**Text**
────

Blog
Industry

Fighting fraud with bank statement sanity checks

Published:

Fraud is one of the most complex problems to deal with. It’s also an issue that never goes away. This post discusses how to continually enhance processes to combat fraud.

Fighting fraud with bank statement sanity checks

Fraud is one of the most complex problems to deal with. It’s also an issue that never goes away.

To make matters worse, every technological shift is more easily adopted by fraudsters than businesses.

The implication is clear: Testing and adopting new technologies is always worthwhile.

To use a wildlife analogy, fraudsters are looking for the weakest animals in the herd, those at the back of the pack. You don’t necessarily need to be the strongest, but you definitely can’t be a straggler when it comes to fighting off fraud!

What I want to make clear in this post, is that the best way to deal with fraud is to continually enhance the processes, as the job is never done.

The shape of the problem

Tradeoffs

Fraud has a few dimensions that make it complex.

One of the clearest: fraud policies impact the experience of both fraudsters and legitimate users alike.

Anything you do to make fraud prevention stricter is going to negatively impact the experience of your best customers!

It’s always a tradeoff: Deliberately adding friction that slows down fraudsters while fast-tracking recurring customers. Identifying honest mistakes and asking users to correct them, while flagging suspicious discrepancies for internal review.

All of these decisions can create inconvenience to legitimate users, weighed against the risk of the process not being sufficiently robust to fraudsters.

Reverse engineering

Another thing to consider, is that fraudsters can very easily run multiple applications with varyingly obvious fraudulent documents. This allows them to learn the system, understand what is scrutinised and what is not, find weaknesses, and then plan a larger exploit for maximum gain.

Regulation

A major aspect of fraud is government regulation. Know Your Customer (KYC) and Know Your Business (KYB) are requirements for most lenders.

These are defined as minimal prevention, implementing them is a regulated requirement, and therefore does very little to distinguish you from the pack of targets.

Supply chains

Lending businesses are a complex chain of dependencies. Your KYB provider, your staff, your IT providers.

These all form part of a complex link of weaknesses in a system, and this “supply chain” is often targeted.

Look at how a CTO almost falls for this scam. The human element is frequently the weakest link, and a break in the chain is easily exploited: https://x.com/SergioRocks/status/1920100911348613475

CTO scam

Exploiting trust

There is the much more subtle white-collar crime:

The way in which most white-collar crime works is by manipulating institutional psychology. That means creating something which looks as much as possible like a normal set of transactions. Vulnerability to crime tends to scale with the cognitive demands placed on the management of a business. The more things a manager has to pay attention to, the easier it becomes to carry out a commercial fraud. Professional fraudsters will aim to look as close to harmless as possible, and exploit the increasing cognitive demand on people.

────

**Aim**
Pick up the post on fighting fraud above after its last sentence and continue writing it in the same voice.

**Excerpted data**
────

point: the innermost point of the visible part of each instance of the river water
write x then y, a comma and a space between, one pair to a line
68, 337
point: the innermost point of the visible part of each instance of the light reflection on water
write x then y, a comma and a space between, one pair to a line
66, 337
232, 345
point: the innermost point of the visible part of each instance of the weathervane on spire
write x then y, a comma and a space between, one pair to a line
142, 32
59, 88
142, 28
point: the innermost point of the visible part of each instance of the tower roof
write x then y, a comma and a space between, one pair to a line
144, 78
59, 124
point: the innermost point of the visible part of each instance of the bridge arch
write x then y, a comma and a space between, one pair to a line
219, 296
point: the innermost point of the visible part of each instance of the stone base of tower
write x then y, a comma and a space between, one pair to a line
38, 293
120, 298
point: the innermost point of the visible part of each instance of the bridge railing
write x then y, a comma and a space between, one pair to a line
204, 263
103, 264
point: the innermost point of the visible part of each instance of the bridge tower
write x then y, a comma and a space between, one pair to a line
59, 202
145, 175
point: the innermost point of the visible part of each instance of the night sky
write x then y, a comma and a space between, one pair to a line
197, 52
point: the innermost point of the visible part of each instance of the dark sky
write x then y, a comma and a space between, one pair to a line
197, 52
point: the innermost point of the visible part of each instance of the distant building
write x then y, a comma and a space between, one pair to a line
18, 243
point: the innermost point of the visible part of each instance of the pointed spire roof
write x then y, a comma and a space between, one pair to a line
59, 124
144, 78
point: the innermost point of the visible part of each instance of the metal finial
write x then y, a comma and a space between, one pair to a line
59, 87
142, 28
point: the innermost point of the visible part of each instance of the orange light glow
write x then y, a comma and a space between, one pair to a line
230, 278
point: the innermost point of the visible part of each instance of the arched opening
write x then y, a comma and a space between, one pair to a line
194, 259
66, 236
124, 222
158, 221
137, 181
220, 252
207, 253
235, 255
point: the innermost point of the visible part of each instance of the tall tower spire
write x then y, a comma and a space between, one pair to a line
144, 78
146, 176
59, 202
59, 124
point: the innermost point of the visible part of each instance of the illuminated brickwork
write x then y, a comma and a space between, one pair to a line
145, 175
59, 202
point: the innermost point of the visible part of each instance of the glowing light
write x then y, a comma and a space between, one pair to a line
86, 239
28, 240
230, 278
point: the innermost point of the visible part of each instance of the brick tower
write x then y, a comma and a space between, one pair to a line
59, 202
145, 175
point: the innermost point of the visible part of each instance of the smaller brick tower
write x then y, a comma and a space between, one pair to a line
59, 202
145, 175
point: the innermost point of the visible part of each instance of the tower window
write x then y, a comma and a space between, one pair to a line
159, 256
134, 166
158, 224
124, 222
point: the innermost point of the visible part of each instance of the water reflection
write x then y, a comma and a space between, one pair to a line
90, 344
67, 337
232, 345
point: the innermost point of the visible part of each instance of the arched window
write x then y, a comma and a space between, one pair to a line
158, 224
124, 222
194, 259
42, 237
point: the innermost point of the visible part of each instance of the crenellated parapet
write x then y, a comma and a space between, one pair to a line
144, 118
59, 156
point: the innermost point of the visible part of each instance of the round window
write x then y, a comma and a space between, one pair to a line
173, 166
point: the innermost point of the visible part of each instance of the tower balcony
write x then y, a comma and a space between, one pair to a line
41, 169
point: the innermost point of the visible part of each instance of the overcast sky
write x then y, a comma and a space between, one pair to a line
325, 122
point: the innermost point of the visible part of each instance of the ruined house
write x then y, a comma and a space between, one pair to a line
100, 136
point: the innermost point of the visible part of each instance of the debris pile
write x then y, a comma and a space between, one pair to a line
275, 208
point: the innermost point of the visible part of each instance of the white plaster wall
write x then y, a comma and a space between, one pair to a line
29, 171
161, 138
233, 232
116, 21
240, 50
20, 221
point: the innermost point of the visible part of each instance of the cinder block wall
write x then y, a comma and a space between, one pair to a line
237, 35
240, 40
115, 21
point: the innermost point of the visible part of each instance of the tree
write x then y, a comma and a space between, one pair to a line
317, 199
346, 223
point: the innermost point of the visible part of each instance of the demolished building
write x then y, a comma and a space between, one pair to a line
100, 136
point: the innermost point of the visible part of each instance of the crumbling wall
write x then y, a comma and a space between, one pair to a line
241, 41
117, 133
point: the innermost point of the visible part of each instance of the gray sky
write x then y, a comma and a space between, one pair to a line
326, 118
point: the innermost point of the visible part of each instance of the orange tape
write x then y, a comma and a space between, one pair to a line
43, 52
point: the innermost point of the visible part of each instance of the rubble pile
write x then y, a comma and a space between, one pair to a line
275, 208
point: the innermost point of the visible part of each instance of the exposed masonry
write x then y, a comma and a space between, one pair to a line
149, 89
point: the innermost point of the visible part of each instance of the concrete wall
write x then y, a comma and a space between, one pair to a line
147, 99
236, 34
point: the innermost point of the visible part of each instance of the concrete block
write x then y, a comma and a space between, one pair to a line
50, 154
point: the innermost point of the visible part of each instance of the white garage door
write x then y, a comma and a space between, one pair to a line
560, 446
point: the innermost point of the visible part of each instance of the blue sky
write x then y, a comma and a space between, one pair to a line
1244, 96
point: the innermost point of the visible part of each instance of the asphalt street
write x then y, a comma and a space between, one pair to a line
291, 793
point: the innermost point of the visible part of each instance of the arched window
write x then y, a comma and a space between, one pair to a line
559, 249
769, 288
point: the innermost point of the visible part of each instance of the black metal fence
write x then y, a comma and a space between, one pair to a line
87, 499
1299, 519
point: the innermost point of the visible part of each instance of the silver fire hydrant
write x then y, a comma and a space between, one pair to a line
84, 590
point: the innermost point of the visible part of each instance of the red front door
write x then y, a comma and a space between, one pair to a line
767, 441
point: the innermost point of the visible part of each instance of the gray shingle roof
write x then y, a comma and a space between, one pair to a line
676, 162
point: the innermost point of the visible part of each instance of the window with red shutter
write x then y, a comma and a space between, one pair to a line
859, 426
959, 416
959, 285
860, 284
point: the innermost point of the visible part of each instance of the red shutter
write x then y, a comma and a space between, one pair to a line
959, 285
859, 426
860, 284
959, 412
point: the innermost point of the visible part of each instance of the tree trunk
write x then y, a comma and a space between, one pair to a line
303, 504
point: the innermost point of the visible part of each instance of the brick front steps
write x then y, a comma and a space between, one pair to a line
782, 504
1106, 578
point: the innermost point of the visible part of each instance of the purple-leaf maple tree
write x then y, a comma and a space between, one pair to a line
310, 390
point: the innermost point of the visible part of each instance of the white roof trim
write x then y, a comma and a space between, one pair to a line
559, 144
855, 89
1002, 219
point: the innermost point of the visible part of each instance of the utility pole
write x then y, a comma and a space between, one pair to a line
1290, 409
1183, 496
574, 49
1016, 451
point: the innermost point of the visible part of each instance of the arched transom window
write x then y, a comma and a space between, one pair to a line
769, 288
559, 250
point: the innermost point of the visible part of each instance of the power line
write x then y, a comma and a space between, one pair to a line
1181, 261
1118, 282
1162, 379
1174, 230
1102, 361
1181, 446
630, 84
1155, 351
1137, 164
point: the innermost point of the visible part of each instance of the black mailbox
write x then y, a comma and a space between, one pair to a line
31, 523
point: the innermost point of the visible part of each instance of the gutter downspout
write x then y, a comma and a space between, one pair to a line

────

**Result**
(Quotes are from the excellent book Lying for Money by Dan Davies, with the excellent point “Understanding how to commit fraud is understanding how to manage something”).

Traditional solutions:

Traditional fraud systems roughly take the following shape:

  • Buy a KYC/KYB software that does identity validation and other regulated checks. Example KYC/KYB features include user, business address or document verification, and liveness checks.
  • Build a machine learning model based on known fraud, to start identifying high risk characteristics.
  • Hire a fraud ops team to do reviews of suspicious applicants.

The obvious problems

  • Buy: fraudsters are deeply familiar with these systems, and will frequently know how to beat them, this is because they know they need to look normal.
  • Build: transaction volume is usually too low, identified fraud is too sparse, and anything flagged will be the obvious (fraudsters getting the shape of the system…).
  • Ops: These teams are indeed the last line, but typically lack the resources, and are definitely cognitively overwhelmed.

Historically, it has been impossible to have intelligence-in-the-loop of every transaction, this is because cognitive overwhelm is exactly what fraudsters take advantage of.

Couple this with static fraud systems that cannot adapt in real time to emerging threats, and you start to fall towards the back of the pack!

What sea.dev is doing

We think bank statements are especially useful.

Across the world, bank statements are highly valuable for assessing business cashflows.

They are also a very useful way to verify a business, and to cross-reference the information provided in financials or business plans.

We enable this with the following capabilities:

  • Intelligence-in-the-loop review of bank statements and business documents, reducing cognitive burden and applying consistent checks to all documents.
  • Document validation, tamper checks and a number of proprietary techniques.
  • Data storage system, designed to enable the long term feedback loop required to beat fraud, by storing all data, not just the summary points.

With these capabilities in hand, using a bank statement, you can distinguish:

  • potential fraud 🔴
  • potential misrepresenting of the truth 🟠
  • potential mistakes in provided documents 🟢

This capability goes far beyond what traditional fraud detection and bank statement analytics typically can enable.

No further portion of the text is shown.